▶ **PROBLEM REQUIREMENTS**
Beneath this instruction is a listing; print exactly the lines in it starting at the line that contains "box: [4, 132, 146, 142]" and going through the line that contains "negative clicks: (296, 151)".
──────────────────────────────
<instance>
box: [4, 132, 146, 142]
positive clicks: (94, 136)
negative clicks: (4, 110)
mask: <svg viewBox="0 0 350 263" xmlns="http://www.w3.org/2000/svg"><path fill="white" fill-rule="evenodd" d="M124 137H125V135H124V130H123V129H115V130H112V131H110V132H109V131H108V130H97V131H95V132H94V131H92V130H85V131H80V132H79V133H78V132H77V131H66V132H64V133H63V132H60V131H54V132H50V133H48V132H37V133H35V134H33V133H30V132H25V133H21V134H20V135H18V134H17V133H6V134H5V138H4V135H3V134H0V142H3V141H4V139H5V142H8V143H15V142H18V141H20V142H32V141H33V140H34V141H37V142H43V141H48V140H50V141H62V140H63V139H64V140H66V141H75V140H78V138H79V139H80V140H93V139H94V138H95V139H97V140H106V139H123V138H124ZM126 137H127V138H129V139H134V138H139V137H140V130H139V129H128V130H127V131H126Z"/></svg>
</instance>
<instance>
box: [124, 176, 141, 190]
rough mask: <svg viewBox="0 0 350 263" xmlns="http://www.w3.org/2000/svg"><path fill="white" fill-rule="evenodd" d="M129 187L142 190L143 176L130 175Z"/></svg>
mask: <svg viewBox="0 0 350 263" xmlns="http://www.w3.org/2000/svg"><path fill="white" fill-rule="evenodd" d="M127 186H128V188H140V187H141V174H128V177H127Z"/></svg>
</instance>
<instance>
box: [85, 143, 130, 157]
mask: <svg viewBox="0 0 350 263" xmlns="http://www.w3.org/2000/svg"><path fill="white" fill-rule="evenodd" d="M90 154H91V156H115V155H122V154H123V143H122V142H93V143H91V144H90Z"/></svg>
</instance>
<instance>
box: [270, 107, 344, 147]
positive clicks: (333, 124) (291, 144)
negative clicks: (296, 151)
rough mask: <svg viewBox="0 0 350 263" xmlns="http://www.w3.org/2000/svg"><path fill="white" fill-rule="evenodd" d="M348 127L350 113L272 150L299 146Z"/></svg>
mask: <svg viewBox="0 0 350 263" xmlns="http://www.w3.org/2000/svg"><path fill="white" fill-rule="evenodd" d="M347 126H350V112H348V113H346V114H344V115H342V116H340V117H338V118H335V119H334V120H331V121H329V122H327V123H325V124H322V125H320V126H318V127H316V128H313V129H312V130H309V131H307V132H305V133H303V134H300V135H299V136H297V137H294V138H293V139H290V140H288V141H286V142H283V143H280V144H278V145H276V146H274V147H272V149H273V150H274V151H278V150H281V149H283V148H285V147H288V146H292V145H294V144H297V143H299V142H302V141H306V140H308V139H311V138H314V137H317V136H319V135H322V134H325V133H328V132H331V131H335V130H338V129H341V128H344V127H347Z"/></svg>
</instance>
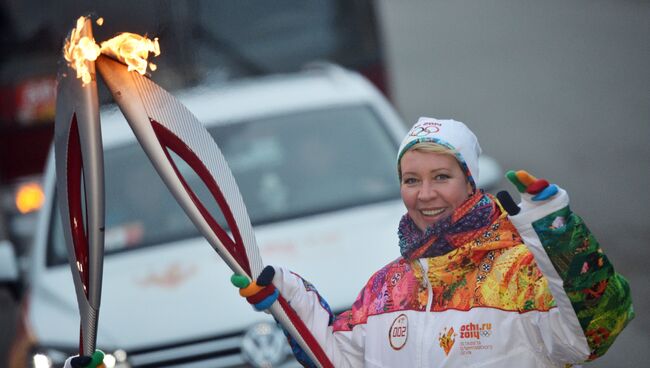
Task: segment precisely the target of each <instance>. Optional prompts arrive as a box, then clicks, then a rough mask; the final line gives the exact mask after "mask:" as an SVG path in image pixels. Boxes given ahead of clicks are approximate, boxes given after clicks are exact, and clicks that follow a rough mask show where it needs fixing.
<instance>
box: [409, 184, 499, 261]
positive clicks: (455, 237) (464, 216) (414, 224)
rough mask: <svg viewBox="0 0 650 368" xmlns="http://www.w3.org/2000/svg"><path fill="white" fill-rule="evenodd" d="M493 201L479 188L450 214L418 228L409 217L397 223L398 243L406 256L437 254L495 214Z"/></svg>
mask: <svg viewBox="0 0 650 368" xmlns="http://www.w3.org/2000/svg"><path fill="white" fill-rule="evenodd" d="M498 212H499V211H498V209H497V205H496V203H495V202H494V200H493V199H492V198H490V196H489V195H488V194H485V193H483V191H482V190H479V191H476V193H474V194H473V195H472V196H471V197H469V198H468V199H467V200H466V201H465V202H464V203H463V204H462V205H460V207H458V208H457V209H456V210H455V211H454V213H453V214H451V215H450V216H448V217H446V218H443V219H441V220H440V221H438V222H436V223H435V224H433V225H431V226H429V227H428V228H427V229H426V231H425V232H422V231H421V230H420V229H419V228H418V227H417V225H415V222H413V220H412V219H411V217H410V216H409V215H408V213H407V214H405V215H404V216H402V219H401V220H400V223H399V229H398V234H399V247H400V252H401V253H402V257H404V258H406V259H416V258H427V257H437V256H441V255H443V254H446V253H448V252H450V251H452V250H454V249H456V248H458V247H460V246H462V245H463V244H466V243H467V242H468V241H470V240H471V238H472V237H473V236H474V234H475V233H476V232H477V231H479V230H481V229H483V228H485V227H487V226H489V225H490V224H491V223H492V222H494V221H495V220H496V218H497V217H498V215H499V213H498Z"/></svg>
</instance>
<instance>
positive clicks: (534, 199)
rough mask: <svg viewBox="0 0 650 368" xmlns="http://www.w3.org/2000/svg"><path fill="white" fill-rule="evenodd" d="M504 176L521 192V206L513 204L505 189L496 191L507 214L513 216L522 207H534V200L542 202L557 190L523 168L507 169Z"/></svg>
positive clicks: (553, 195) (553, 187)
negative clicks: (521, 193)
mask: <svg viewBox="0 0 650 368" xmlns="http://www.w3.org/2000/svg"><path fill="white" fill-rule="evenodd" d="M506 178H507V179H508V180H510V182H511V183H512V184H514V185H515V187H516V188H517V190H518V191H519V193H522V206H521V208H520V207H519V206H518V205H517V204H515V202H514V201H513V200H512V197H510V194H509V193H508V192H506V191H501V192H499V193H497V198H499V202H501V204H502V205H503V207H504V208H505V210H506V211H507V212H508V214H509V215H511V216H514V215H516V214H518V213H519V211H520V210H522V209H527V208H529V207H535V203H534V202H543V201H546V200H548V199H550V198H552V197H553V196H555V195H556V194H557V193H558V192H559V188H558V186H557V185H555V184H550V183H549V182H548V180H546V179H538V178H536V177H534V176H532V175H531V174H529V173H528V172H527V171H525V170H519V171H516V172H515V171H512V170H510V171H508V172H507V173H506Z"/></svg>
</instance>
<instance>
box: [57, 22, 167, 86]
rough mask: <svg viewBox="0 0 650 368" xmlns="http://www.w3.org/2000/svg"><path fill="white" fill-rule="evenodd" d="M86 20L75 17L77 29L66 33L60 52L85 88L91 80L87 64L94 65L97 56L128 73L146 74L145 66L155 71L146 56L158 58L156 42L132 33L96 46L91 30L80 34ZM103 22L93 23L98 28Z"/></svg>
mask: <svg viewBox="0 0 650 368" xmlns="http://www.w3.org/2000/svg"><path fill="white" fill-rule="evenodd" d="M86 19H87V17H83V16H82V17H79V19H77V26H76V27H75V28H74V29H73V30H72V31H71V32H70V37H69V38H68V39H66V43H65V46H64V48H63V56H64V58H65V60H66V61H68V65H69V66H70V67H71V68H73V69H74V70H76V72H77V78H79V79H81V80H82V82H83V84H84V85H86V84H88V83H90V81H91V80H92V76H91V74H90V71H89V69H88V64H87V63H86V62H87V61H95V60H97V58H98V57H99V55H100V54H104V55H108V56H110V57H112V58H115V59H117V60H119V61H121V62H122V63H124V64H126V65H127V66H128V70H129V71H131V70H135V71H137V72H138V73H140V74H145V73H146V72H147V66H148V67H149V68H150V69H151V70H152V71H154V70H156V69H157V67H156V64H154V63H151V62H148V61H147V58H148V57H149V53H152V54H154V56H158V55H160V45H159V44H158V38H154V39H153V40H151V39H149V38H147V37H145V36H140V35H137V34H134V33H129V32H124V33H120V34H118V35H117V36H115V37H113V38H111V39H109V40H107V41H104V42H102V43H101V46H98V45H97V43H96V42H95V39H94V38H93V37H92V36H90V37H89V36H86V35H89V34H91V30H90V29H88V30H84V27H85V25H86ZM103 23H104V19H103V18H99V19H97V24H98V25H100V26H101V25H102V24H103ZM88 24H90V22H88Z"/></svg>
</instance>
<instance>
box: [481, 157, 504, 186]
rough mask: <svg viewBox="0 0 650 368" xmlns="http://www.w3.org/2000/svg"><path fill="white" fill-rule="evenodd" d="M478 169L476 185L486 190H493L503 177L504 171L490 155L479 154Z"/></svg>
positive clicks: (498, 183) (498, 162) (500, 166)
mask: <svg viewBox="0 0 650 368" xmlns="http://www.w3.org/2000/svg"><path fill="white" fill-rule="evenodd" d="M478 170H479V178H478V183H477V184H478V187H479V188H483V189H485V190H486V191H491V190H494V189H495V188H496V187H497V186H498V185H499V183H500V182H501V180H503V178H504V176H503V175H504V171H503V169H501V165H499V162H498V161H497V160H495V159H494V158H492V157H490V156H486V155H481V156H479V158H478Z"/></svg>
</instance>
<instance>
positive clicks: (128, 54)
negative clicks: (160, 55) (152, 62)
mask: <svg viewBox="0 0 650 368" xmlns="http://www.w3.org/2000/svg"><path fill="white" fill-rule="evenodd" d="M101 52H102V54H104V55H108V56H111V57H113V58H115V59H117V60H119V61H121V62H123V63H124V64H126V65H127V66H128V70H129V71H131V70H135V71H137V72H138V73H140V74H144V73H146V72H147V66H148V65H149V63H148V62H147V57H148V56H149V53H150V52H151V53H153V54H154V56H158V55H160V45H159V44H158V38H154V39H153V41H152V40H150V39H148V38H147V37H144V36H140V35H137V34H134V33H129V32H124V33H121V34H119V35H117V36H115V37H113V38H111V39H110V40H108V41H104V42H102V46H101ZM151 65H153V67H152V68H151V70H155V68H156V67H155V64H151Z"/></svg>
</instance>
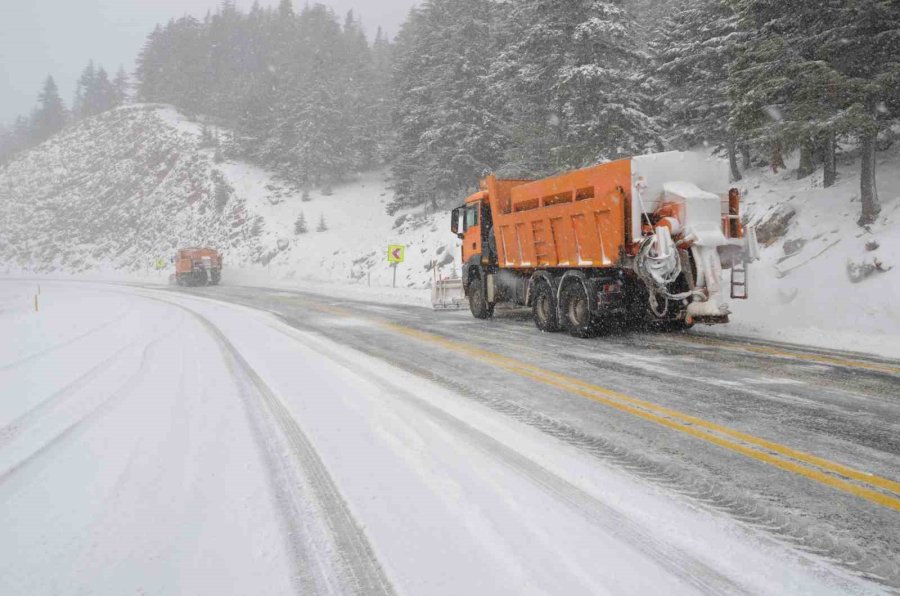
──────────────────────────────
▶ **WRITTEN SOLUTION**
box: [4, 132, 146, 142]
positive clicks: (94, 136)
negative clicks: (4, 110)
mask: <svg viewBox="0 0 350 263" xmlns="http://www.w3.org/2000/svg"><path fill="white" fill-rule="evenodd" d="M124 137H125V135H124V130H123V129H115V130H112V131H110V132H109V131H108V130H97V131H95V132H94V131H92V130H85V131H80V132H79V133H78V132H77V131H66V132H64V133H63V132H60V131H54V132H50V133H48V132H37V133H35V134H33V133H30V132H25V133H21V134H20V135H18V134H17V133H6V134H5V138H4V135H3V134H0V142H3V141H4V139H5V142H8V143H15V142H18V141H20V142H32V141H33V140H34V141H37V142H43V141H48V140H50V141H62V140H63V139H64V140H66V141H75V140H78V138H79V139H80V140H93V139H94V138H95V139H97V140H106V139H123V138H124ZM126 137H127V138H129V139H134V138H139V137H140V130H139V129H128V130H127V131H126Z"/></svg>
</instance>
<instance>
box: [124, 176, 141, 190]
rough mask: <svg viewBox="0 0 350 263" xmlns="http://www.w3.org/2000/svg"><path fill="white" fill-rule="evenodd" d="M129 187L142 190L143 176L130 175Z"/></svg>
mask: <svg viewBox="0 0 350 263" xmlns="http://www.w3.org/2000/svg"><path fill="white" fill-rule="evenodd" d="M127 186H128V188H140V187H141V174H128V177H127Z"/></svg>
</instance>
<instance>
box: [85, 143, 130, 157]
mask: <svg viewBox="0 0 350 263" xmlns="http://www.w3.org/2000/svg"><path fill="white" fill-rule="evenodd" d="M90 154H91V156H115V155H122V154H123V143H122V142H93V143H91V144H90Z"/></svg>
</instance>
<instance>
box: [270, 107, 344, 147]
positive clicks: (333, 124) (291, 144)
negative clicks: (296, 151)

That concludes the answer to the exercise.